(THE DATA)
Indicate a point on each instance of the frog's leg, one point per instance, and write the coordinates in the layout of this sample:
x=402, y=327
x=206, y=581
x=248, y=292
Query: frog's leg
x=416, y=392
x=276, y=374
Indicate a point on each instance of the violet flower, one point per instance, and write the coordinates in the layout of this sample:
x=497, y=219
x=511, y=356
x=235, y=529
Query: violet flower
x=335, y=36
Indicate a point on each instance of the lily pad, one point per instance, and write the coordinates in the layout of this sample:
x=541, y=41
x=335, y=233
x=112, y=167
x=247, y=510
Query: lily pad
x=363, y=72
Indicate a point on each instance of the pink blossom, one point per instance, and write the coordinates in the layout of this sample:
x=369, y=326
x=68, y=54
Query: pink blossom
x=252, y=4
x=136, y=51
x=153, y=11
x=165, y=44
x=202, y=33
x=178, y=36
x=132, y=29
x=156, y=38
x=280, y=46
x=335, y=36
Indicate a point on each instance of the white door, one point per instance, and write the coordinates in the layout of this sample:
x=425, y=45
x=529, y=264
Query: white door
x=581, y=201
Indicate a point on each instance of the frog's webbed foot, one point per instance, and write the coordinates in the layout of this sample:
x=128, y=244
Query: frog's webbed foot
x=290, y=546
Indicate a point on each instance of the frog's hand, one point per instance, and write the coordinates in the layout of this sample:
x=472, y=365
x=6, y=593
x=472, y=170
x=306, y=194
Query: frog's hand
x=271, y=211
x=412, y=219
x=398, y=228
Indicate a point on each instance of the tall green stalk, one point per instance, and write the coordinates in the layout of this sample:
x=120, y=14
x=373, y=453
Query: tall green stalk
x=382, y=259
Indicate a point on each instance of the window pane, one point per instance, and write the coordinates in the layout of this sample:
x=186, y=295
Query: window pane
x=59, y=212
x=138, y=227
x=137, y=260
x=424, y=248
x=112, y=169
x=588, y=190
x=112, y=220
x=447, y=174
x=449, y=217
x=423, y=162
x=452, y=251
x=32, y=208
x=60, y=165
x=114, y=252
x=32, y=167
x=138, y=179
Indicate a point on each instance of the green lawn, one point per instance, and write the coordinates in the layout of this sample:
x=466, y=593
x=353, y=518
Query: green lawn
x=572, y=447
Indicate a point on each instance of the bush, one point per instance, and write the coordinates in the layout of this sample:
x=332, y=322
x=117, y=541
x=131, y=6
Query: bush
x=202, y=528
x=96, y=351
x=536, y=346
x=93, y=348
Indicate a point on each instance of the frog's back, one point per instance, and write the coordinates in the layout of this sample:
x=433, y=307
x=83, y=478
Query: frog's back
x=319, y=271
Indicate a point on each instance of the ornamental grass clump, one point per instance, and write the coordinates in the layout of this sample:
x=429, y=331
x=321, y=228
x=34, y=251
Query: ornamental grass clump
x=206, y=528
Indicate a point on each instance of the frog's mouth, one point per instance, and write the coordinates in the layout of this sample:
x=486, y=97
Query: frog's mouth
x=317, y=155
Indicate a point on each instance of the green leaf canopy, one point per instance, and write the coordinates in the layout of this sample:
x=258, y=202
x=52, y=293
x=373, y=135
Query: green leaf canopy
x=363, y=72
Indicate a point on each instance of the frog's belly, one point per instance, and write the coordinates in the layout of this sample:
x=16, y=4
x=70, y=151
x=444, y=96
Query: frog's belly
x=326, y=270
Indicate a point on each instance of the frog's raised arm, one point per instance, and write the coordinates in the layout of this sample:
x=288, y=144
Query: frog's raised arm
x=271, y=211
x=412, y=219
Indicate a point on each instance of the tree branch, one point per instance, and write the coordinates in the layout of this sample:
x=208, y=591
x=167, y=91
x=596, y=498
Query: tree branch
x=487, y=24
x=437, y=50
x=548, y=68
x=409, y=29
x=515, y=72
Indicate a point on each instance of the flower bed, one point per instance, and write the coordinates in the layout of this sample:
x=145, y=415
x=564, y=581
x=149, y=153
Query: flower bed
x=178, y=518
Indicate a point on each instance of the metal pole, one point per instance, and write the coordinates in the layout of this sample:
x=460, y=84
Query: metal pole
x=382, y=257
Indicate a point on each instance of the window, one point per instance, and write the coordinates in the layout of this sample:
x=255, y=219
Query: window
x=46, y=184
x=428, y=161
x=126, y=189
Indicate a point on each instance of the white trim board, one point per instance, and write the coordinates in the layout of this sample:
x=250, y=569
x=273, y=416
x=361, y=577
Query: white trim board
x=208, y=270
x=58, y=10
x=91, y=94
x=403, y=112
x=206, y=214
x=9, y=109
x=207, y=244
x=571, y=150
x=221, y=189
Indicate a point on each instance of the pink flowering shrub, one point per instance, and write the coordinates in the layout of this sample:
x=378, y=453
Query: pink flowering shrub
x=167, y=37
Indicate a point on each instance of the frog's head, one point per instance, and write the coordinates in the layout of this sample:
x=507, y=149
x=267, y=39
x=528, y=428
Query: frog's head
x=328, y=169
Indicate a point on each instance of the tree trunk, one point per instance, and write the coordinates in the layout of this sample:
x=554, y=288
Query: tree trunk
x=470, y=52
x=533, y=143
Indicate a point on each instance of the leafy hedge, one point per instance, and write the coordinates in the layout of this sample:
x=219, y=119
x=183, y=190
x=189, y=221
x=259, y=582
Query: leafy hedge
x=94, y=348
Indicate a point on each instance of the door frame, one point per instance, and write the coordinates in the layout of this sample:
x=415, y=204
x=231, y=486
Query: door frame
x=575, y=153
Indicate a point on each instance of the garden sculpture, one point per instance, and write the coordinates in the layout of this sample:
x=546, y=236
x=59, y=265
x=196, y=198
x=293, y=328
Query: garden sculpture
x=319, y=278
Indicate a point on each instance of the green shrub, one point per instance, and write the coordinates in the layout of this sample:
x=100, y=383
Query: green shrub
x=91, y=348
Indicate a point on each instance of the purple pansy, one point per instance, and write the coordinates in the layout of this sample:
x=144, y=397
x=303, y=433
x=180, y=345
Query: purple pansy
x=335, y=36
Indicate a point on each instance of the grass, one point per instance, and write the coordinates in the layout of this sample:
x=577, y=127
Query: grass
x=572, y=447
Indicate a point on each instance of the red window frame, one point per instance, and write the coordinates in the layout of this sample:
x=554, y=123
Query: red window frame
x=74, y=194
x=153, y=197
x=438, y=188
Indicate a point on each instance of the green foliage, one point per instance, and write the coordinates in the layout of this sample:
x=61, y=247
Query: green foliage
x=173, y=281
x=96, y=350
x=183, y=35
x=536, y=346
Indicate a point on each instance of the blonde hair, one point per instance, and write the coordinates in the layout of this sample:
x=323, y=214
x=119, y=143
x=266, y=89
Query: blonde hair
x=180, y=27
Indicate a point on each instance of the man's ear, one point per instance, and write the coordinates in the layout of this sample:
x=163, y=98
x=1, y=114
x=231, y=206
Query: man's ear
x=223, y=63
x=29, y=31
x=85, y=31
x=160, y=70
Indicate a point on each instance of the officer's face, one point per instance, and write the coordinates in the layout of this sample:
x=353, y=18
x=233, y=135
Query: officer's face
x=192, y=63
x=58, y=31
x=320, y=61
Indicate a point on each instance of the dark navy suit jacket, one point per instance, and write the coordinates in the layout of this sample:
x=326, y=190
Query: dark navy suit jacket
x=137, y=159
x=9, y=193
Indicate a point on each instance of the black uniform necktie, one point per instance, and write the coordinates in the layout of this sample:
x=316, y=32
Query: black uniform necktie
(End THE DATA)
→ **WHAT YOU ARE ASKED TO DO**
Print the records again in their entirety, character for character.

→ **OUTPUT FOR THIS TASK**
Indicate a point on each instance of the frog's leg, one point per instance, and write the coordinates in the layout of this sample:
x=402, y=327
x=206, y=581
x=248, y=292
Query: frog's leg
x=416, y=392
x=276, y=374
Indicate a point on each instance of the violet flower, one point per instance, and write the coordinates in the layout of this sample:
x=497, y=219
x=511, y=356
x=235, y=529
Query: violet flower
x=335, y=36
Indicate a point on each instance of the lily pad, one point per instance, and write the coordinates in the layout of this sample:
x=541, y=41
x=335, y=233
x=112, y=167
x=247, y=510
Query: lily pad
x=363, y=72
Indicate a point on each instance of the pink blossom, one point per instance, and write the coordinates in the layout of this sample:
x=369, y=326
x=68, y=54
Query: pink blossom
x=252, y=4
x=136, y=51
x=153, y=11
x=165, y=44
x=202, y=33
x=178, y=36
x=132, y=29
x=156, y=38
x=280, y=46
x=335, y=36
Indicate a point on each instance of the white door, one point per instance, and write the coordinates in the layout of this sample:
x=425, y=45
x=529, y=264
Query: white door
x=581, y=201
Indicate a point on each instance of the frog's webbed foot, one point per instance, and write the coordinates in the layout of this sample:
x=128, y=244
Query: frog's webbed foot
x=290, y=546
Indicate a point on each instance of the frog's hand, one point per instance, and write the coordinates in the layout of this sample:
x=472, y=365
x=6, y=593
x=472, y=170
x=306, y=194
Query: frog's hand
x=271, y=211
x=412, y=219
x=398, y=228
Indicate a point on each instance of the tall green stalk, one point per instance, and write the coordinates in the layout of this sample:
x=120, y=14
x=373, y=453
Query: tall green stalk
x=382, y=259
Indicate a point on each instance of the window pane, one point per instance, and write the coordinates in the layout of this sample:
x=186, y=295
Query: window pane
x=59, y=212
x=138, y=227
x=137, y=260
x=424, y=248
x=112, y=169
x=588, y=190
x=112, y=220
x=447, y=174
x=449, y=217
x=423, y=162
x=452, y=251
x=32, y=208
x=60, y=165
x=114, y=252
x=32, y=167
x=138, y=179
Indicate a point on each instance of the green lawn, one point per instance, and write the coordinates in the layout of this sample:
x=466, y=593
x=353, y=518
Query: green lawn
x=572, y=447
Indicate a point on each instance of the bush, one point per instance, and write the coordinates in the layout of this sample:
x=332, y=322
x=117, y=541
x=131, y=6
Query: bush
x=202, y=528
x=96, y=351
x=536, y=346
x=93, y=348
Indicate a point on each instance of the frog's back, one point per instance, and write the coordinates in the layout of this sample:
x=433, y=307
x=83, y=478
Query: frog's back
x=319, y=271
Indicate a point on each instance of the ornamental grass clump, one point per instance, and write the coordinates in the layout of this sample:
x=429, y=331
x=321, y=228
x=34, y=251
Query: ornamental grass clump
x=206, y=528
Indicate a point on each instance of the frog's mouth, one point per instance, and write the coordinates in the layout of this sample:
x=486, y=97
Query: frog's mouth
x=317, y=155
Indicate a point on each instance of the green leaf canopy, one point per instance, and write the coordinates in the layout of this sample:
x=258, y=202
x=52, y=293
x=373, y=135
Query: green leaf canopy
x=363, y=72
Indicate a point on each instance of the frog's belly, one point per instance, and write the coordinates in the layout of this sample:
x=16, y=4
x=70, y=151
x=444, y=96
Query: frog's belly
x=326, y=270
Indicate a point on each instance of the frog's raised arm, one point per instance, and write the coordinates in the layout of this sample:
x=288, y=144
Query: frog's raised arm
x=271, y=211
x=412, y=219
Indicate a point on each instance of the tree branch, one point per instance, and write the coordinates in the layout of this sample:
x=208, y=591
x=167, y=91
x=596, y=498
Query: tree branch
x=487, y=24
x=437, y=50
x=548, y=68
x=409, y=29
x=515, y=72
Indicate a point on each instance of the flower bed, one point per instance, and write the coordinates in the layout of this sample:
x=145, y=415
x=564, y=581
x=149, y=153
Query: flower bed
x=178, y=518
Indicate a point on each instance of the metal pole, one point per instance, and write the coordinates in the layout of this sample:
x=460, y=84
Query: metal pole
x=382, y=257
Indicate a point on each instance of the window, one point per instance, and write the coordinates in the layout of this sample:
x=255, y=219
Query: window
x=46, y=184
x=428, y=161
x=126, y=189
Indicate a point on each instance of the white trim board, one point per instance, and write the coordinates in the layout of this sample:
x=250, y=569
x=273, y=416
x=361, y=577
Query: white trim board
x=208, y=270
x=58, y=10
x=91, y=94
x=403, y=112
x=206, y=214
x=9, y=109
x=207, y=244
x=571, y=150
x=221, y=189
Indicate a point on each instance of the pink flowering shrub, one point per instance, and write the coordinates in the layout of this sample:
x=378, y=453
Query: pink flowering shrub
x=167, y=37
Indicate a point on each instance of the frog's head, one point per instance, and write the coordinates in the layout of this sample:
x=507, y=149
x=267, y=39
x=528, y=428
Query: frog's head
x=328, y=169
Indicate a point on each instance of the tree trunk, one point per instance, and write the coordinates in the layout of this sample:
x=554, y=288
Query: tree trunk
x=470, y=52
x=533, y=143
Indicate a point on each instance of the leafy hedge, one point per instance, and write the coordinates in the layout of this sample:
x=219, y=119
x=183, y=190
x=189, y=221
x=259, y=582
Query: leafy hedge
x=94, y=348
Indicate a point on each instance of the door frame, one point per instance, and write the coordinates in the layout of this sample:
x=415, y=204
x=231, y=486
Query: door frame
x=575, y=153
Indicate a point on each instance of the garden sculpture, one point per instance, and write the coordinates in the layout of this sample:
x=546, y=236
x=59, y=265
x=196, y=198
x=293, y=328
Query: garden sculpture
x=319, y=278
Indicate a point on each instance of the green shrub, one point per instance, and write the coordinates in the layout of this sample:
x=100, y=383
Query: green shrub
x=91, y=348
Indicate a point on each instance of the purple pansy, one point per instance, and write the coordinates in the layout of this sample:
x=144, y=397
x=303, y=433
x=180, y=345
Query: purple pansy
x=335, y=36
Indicate a point on each instance of the grass, one point per instance, and write the coordinates in the layout of this sample:
x=577, y=127
Query: grass
x=572, y=447
Indicate a point on each instance of the red window frame, one point per instance, and write the coordinates in the layout of this sample:
x=554, y=123
Query: red window frame
x=74, y=194
x=153, y=197
x=438, y=188
Indicate a point on each instance of the green foliage, one point per instance, and write the coordinates in the layout of this sample:
x=61, y=247
Query: green foliage
x=173, y=281
x=96, y=350
x=183, y=35
x=536, y=346
Indicate a point on each instance of the blonde hair, one point per instance, and write the coordinates in the layout of this sample:
x=323, y=214
x=119, y=143
x=266, y=89
Query: blonde hair
x=180, y=27
Indicate a point on each instance of the man's ear, one point per instance, and write the coordinates in the layout of this sample:
x=163, y=98
x=1, y=114
x=231, y=206
Query: man's ear
x=223, y=63
x=29, y=31
x=85, y=31
x=160, y=70
Indicate a point on each instance of the officer's face, one point per instance, and write the coordinates in the layout of this sample:
x=353, y=18
x=233, y=135
Query: officer's face
x=192, y=63
x=58, y=31
x=320, y=61
Indicate a point on each instance of the dark navy suit jacket, one point per instance, and write the coordinates in the layout of this sample:
x=326, y=190
Query: dark navy suit jacket
x=137, y=159
x=9, y=193
Indicate a point on each instance of the black uniform necktie, one point per instance, and write the coordinates in the layout of this sample:
x=316, y=32
Query: black uniform necktie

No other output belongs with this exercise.